Freedom, occupation and paternal comfort: Yair Lapid ponders Pesach

1. The trauma

Historically, the people of Israel experienced times that were much worse than the life in Egypt. There were times that were more stressful, more violent, dangerous and much more threatening. Yet Passover is the most meaningful Jewish holiday of them all.

 

It’s because there isn’t a sadder experience than occupation, and no stronger memory. It wasn’t important to them that they were better off economically under the Egyptians. The Israelites arrived in Egypt because of the ongoing famine – Jacob and his sons traveled to the New York of Pharonic times in order to scrape the sides of the fleshpots.

 

Two hundred and ten years afterwards, they left Egypt because they understood that the will to be free is a stronger drive than hunger. They understood – maybe at the last minute – that foreign occupation eats away at one’s soul. The Egyptians for their part took too long to understand how strong was our will to be independent. The occupier never understands that the occupied will decide to stop at nothing to be free.

 

2. Golden calf

Contrary to what we learned in school, the Israelites did not build the golden calf to replace the God of the Jews. The Ramban, one of the most revered Torah commentators, says that no where does it indicate that Israel wanted to engage in idolatry.

 

Moses was on the mountain for a very long time and the people did not know how to worship God in the absence of their full-time guide. So they invented a huge mezuzah for themselves so they would have something to kiss.

 

It’s easy to get confused by an invisible God who expects you first and foremost to be a moral person. It’s a lot more convenient to search for something symbolic like a bypass road on which to prostrate oneself, or to wear a red string on one’s wrist, to convert God into a bottle of olive oil that has been blessed by some Jewish holy man and put on the window sill to catch some sun.

 

Jewish history is full of calves such as these, some made of gold and some made of lead and blood. It’s just that this is not even close to a remote substitute for the real thing.

 

3. Dad’s coming

It’s probably my favorite episode in the Bible. Moses descends Mt Sinai with the stone tablets and discovers the golden calf. He goes berserk. After his fit of rage when he smashes the stone tablets, he sets up a tent outside of the Israelites camp, where he remains, refusing to come out.

 

The nation watches from a distance and refuses to draw near. He is alone there with the feeling of an irreconcilable rift that cannot be mended. Instead of returning to the mountain, he lays in his tent under a blanket and like depressed people, he does nothing. But then father appears. A cloud of smoke descends upon the tent, leaving only the two of them.

**Stated problem:** Return the part of the Passover essay that opens with the words containing "It’s easy to" and closes with "catch some sun.". Work only from the Passover essay above.

**Material supplied:**
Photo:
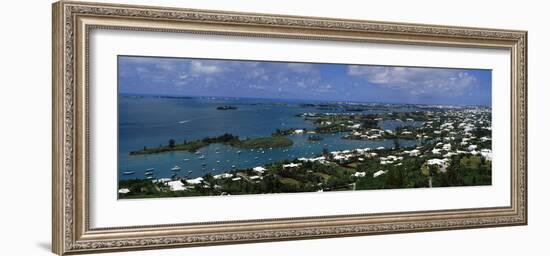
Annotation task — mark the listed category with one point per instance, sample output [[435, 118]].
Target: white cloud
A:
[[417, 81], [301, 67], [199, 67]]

* * *

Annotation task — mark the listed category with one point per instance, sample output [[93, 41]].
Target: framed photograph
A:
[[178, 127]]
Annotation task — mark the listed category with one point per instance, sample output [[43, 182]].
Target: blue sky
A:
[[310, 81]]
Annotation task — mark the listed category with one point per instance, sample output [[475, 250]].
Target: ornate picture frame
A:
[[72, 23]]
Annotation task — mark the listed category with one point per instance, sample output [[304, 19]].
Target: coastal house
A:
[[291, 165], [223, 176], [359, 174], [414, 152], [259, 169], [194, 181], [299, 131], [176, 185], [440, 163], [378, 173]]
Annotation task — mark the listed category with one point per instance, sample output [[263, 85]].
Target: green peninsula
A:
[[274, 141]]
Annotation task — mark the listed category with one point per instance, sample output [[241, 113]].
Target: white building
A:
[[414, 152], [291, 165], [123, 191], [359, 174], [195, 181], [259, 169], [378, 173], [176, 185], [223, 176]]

* * *

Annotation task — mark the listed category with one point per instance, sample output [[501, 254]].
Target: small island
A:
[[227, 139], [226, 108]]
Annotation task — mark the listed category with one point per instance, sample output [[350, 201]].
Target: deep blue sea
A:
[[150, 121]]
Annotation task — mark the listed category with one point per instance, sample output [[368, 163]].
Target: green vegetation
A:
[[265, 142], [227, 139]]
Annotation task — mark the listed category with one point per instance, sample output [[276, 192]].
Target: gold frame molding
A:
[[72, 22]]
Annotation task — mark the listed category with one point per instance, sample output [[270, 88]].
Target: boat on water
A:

**In response:**
It’s easy to get confused by an invisible God who expects you first and foremost to be a moral person. It’s a lot more convenient to search for something symbolic like a bypass road on which to prostrate oneself, or to wear a red string on one’s wrist, to convert God into a bottle of olive oil that has been blessed by some Jewish holy man and put on the window sill to catch some sun.